# Problems and tasks
**a.** From the passage on the future workplace, copy the words starting with "David Greenwald of" and going on through "UCLA Community school.".
**b.** For each statement below, decide whether it agrees with the passage on the future workplace. Answer yes or no, and quote the words of the passage that decide it.
(i) Greenblatt's son is seven years old.
(ii) Lawrence says the ideal boundaryless career lets the organization define what "career" means.
(iii) Nickelsburg says he knows whether the future will bring robots.

# Quoted passage
◇ ◇ ◇ ◇ ◇ ◇ ◇

David Greenwald of UCLA Magazine wondered what the workplace of the future will look like. So, he turned to the experts -- the faculty at UCLA Anderson -- and those with the most at stake -- the students at the UCLA Lab School and UCLA Community school.
Greenwald spoke with lecturer Jonathan Greenblatt, UCLA Anderson Forecast Senior Economist Jerry Nickelsburg and Professor Barbara Lawrence. Greenblatt told Greenwald that he doesn't necessarily turn to books or scholars when contemplating the future, rather he consults his seven-year-old son Ilan 'who envisions a future where workers will continue to go to offices, but 'sometimes in meetings people will use holograms to talk to each other.'" Greenblatt also shared his concerns about social networking, wondering if they will "further enmesh people in a loop of constant engagement, 'collapsing the walls that once neatly separated our cubicles from our kitchens, our professional and personal lives. Everything will be in the open, everyone will be 'on' and everywhere will be your 'office.''"
While Greenblatt wondered about collapsing social boundaries, Lawrence (pictured above at left) considered the "boundaryless career." "The basic premise is that more and more people will create their own careers outside of traditional organizational boundaries, taking their skill sets across organizations, occupations and industries," she told Greenwald. "People won't get stuck in organizations in positions where they feel they have no future. Moreover, they become independent of an organization's promotion, hiring and layoff decisions. The ideal boundaryless career allows an individual to decide for him or herself what 'career' means."
"Is it going to be robots? Is it going to be computers that run on biological systems? I have no idea," Nickelsburg muses in the article. "That's what makes the future exciting, and I hope I live long enough to see it."

◇ ◇ ◇ ◇ ◇ ◇ ◇

# Supplied records
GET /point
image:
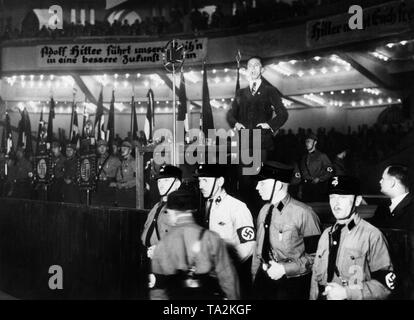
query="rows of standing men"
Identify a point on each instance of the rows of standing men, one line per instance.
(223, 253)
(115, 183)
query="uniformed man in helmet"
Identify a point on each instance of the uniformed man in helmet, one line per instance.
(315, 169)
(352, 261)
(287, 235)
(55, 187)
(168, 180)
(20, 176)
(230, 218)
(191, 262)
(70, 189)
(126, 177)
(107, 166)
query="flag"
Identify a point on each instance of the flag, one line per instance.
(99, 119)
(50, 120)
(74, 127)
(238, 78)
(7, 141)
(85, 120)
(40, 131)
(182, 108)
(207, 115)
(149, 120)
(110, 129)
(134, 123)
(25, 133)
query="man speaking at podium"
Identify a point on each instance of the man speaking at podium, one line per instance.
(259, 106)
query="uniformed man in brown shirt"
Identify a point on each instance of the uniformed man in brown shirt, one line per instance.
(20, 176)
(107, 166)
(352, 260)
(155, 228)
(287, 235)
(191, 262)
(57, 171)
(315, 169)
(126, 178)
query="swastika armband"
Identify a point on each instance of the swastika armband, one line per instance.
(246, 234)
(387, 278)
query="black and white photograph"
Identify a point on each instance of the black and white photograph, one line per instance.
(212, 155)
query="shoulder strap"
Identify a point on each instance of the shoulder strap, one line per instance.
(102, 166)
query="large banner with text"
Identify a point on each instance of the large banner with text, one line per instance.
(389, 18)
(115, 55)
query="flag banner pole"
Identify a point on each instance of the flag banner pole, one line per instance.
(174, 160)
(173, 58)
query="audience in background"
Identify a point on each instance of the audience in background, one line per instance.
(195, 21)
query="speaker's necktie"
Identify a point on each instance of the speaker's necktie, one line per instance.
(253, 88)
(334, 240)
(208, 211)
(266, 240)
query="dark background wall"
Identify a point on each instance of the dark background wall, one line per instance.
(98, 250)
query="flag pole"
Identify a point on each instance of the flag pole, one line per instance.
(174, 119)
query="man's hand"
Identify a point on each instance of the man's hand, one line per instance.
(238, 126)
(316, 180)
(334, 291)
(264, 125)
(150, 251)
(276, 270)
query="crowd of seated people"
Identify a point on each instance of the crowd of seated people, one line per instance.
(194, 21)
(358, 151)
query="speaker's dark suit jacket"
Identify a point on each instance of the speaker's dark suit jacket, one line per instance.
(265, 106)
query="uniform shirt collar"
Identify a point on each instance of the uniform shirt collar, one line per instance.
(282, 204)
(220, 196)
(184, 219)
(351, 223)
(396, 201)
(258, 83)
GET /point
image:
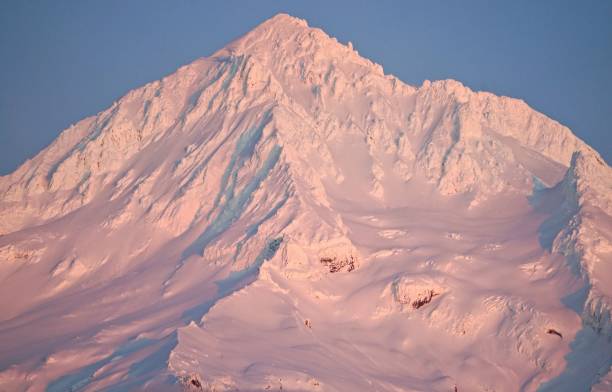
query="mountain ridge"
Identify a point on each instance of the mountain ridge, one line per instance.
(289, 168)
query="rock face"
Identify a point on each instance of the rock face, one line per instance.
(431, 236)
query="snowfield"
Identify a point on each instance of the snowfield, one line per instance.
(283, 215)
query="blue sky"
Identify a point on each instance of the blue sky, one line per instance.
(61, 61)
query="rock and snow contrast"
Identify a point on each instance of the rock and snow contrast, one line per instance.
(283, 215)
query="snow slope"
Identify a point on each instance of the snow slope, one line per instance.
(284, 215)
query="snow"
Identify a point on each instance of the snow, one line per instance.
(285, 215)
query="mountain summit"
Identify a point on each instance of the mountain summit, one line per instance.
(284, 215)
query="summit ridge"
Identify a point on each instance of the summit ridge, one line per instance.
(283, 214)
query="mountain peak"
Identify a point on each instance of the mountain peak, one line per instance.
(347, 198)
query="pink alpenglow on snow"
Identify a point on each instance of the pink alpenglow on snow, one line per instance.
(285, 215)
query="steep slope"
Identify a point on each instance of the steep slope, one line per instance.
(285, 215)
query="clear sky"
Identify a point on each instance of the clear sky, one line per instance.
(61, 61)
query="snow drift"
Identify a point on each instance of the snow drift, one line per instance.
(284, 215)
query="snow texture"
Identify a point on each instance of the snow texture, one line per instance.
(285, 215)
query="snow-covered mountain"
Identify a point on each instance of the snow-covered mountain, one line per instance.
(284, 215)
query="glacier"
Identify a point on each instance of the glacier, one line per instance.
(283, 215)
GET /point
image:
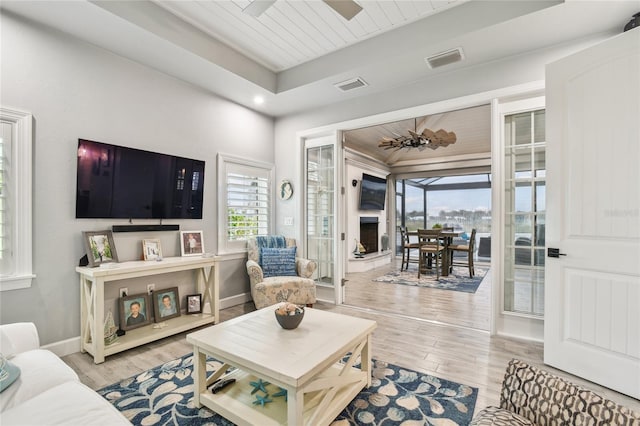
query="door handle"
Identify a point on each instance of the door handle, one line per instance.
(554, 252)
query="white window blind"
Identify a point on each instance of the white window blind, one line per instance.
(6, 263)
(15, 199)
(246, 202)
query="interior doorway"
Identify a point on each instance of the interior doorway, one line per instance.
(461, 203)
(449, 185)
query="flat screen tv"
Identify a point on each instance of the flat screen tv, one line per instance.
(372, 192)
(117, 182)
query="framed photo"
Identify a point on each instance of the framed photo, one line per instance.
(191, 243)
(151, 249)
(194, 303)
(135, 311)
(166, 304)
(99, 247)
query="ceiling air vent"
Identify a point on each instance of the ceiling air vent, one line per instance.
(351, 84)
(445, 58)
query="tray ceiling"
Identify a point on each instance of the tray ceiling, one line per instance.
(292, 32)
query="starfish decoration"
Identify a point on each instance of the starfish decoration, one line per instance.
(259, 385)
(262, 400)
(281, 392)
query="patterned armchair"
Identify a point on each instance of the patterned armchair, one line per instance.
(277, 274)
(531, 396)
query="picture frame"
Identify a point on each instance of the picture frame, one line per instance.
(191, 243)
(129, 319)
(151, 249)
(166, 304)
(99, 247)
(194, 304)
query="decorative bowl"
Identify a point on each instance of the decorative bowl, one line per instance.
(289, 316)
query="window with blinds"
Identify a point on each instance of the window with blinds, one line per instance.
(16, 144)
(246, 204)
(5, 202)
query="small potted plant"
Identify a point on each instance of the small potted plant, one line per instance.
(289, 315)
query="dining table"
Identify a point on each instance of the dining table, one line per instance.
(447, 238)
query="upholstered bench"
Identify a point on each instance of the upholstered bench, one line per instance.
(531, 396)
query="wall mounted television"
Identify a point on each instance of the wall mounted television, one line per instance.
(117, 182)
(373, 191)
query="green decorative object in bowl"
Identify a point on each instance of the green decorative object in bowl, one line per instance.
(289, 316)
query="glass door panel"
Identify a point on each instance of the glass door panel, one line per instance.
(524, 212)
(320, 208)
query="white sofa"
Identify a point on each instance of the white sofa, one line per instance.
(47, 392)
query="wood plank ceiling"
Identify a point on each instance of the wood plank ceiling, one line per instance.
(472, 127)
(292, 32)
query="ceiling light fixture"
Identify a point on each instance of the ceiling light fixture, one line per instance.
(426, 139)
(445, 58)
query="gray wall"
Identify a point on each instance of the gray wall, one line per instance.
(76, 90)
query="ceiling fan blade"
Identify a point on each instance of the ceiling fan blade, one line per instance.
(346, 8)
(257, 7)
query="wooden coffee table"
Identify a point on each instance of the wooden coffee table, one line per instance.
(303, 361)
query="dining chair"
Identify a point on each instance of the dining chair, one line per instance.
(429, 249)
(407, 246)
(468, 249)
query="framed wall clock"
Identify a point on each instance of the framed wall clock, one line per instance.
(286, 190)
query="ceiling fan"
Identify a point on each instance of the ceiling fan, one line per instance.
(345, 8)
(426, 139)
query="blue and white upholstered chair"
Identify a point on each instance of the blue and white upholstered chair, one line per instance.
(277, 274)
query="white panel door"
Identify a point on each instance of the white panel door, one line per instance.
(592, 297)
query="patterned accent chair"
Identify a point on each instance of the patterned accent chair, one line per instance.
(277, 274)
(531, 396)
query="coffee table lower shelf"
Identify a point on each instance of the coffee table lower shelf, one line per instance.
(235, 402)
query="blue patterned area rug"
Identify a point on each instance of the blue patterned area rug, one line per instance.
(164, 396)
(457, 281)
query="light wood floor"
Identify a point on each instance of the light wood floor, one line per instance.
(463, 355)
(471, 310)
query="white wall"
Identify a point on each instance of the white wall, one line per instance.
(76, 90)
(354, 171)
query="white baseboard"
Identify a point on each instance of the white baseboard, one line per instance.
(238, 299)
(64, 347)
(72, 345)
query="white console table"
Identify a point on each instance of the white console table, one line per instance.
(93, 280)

◇ ◇ ◇ ◇ ◇ ◇ ◇

# Exercise solutions
**a.**
David Greenwald of UCLA Magazine wondered what the workplace of the future will look like. So, he turned to the experts -- the faculty at UCLA Anderson -- and those with the most at stake -- the students at the UCLA Lab School and UCLA Community school.

**b.**
(i) Yes: "his seven-year-old son Ilan"
(ii) No: "The ideal boundaryless career allows an individual to decide for him or herself what 'career' means."
(iii) No: "Is it going to be robots? Is it going to be computers that run on biological systems? I have no idea"